Please write out exactly the lines that begin at the line containing "Target: man in blue plaid shirt" and run to the end of the records.

*** Opening of RECORDED DATA ***

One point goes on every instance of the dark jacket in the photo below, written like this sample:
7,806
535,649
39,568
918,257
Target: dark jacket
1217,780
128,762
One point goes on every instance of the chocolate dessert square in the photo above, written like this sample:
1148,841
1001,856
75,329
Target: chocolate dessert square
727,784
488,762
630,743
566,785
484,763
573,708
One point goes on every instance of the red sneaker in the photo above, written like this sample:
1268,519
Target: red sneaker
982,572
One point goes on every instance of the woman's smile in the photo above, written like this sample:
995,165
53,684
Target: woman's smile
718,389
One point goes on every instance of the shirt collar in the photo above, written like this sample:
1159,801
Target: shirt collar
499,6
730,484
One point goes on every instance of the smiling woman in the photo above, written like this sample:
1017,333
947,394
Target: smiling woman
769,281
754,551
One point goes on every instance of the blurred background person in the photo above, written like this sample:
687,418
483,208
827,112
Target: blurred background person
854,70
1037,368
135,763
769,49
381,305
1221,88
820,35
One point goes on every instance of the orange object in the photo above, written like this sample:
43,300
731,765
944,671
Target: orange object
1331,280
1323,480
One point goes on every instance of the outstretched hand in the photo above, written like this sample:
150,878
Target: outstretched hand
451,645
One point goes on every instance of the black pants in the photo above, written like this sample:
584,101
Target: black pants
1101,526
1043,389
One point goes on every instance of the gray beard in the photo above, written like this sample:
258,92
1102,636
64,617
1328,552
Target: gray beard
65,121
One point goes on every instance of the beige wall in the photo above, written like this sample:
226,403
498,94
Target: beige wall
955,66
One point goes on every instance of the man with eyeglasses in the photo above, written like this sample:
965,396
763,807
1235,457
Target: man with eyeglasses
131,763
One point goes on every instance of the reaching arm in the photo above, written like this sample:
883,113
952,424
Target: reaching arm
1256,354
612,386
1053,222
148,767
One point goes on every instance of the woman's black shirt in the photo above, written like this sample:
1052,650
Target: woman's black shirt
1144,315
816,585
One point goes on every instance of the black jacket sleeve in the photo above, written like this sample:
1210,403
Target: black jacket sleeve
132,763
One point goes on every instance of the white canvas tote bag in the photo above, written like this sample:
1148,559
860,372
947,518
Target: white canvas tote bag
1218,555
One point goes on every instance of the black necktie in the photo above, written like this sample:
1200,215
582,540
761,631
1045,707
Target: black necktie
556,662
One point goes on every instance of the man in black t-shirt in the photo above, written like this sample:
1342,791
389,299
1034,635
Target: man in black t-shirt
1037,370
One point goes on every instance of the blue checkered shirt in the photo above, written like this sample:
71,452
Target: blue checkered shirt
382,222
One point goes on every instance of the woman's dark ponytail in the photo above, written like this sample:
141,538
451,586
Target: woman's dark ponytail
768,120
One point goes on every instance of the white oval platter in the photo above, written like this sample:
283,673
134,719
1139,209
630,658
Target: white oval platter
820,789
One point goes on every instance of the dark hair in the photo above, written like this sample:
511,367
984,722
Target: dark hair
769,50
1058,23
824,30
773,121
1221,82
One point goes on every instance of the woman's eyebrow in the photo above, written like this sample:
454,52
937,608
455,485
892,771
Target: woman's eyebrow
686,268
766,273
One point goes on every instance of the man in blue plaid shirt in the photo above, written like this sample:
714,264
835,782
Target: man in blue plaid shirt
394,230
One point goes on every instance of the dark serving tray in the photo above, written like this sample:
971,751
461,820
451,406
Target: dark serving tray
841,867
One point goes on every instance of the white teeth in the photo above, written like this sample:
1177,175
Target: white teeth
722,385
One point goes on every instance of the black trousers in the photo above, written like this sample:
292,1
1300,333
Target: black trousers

*** Close of RECORDED DATA ***

## TASK SOLUTION
Target: man in blue plaid shirt
394,230
One point goes on every instance of the dark serving tray in the photo above, written like this sample:
971,751
461,820
451,406
Target: dark serving tray
841,867
One point goes on every instance of the white teeth in the photo above, written like this sample:
1177,175
Target: white teeth
722,385
One point goes on every instance of the black trousers in the photo above, written like this sample:
292,1
1300,333
Target: black trousers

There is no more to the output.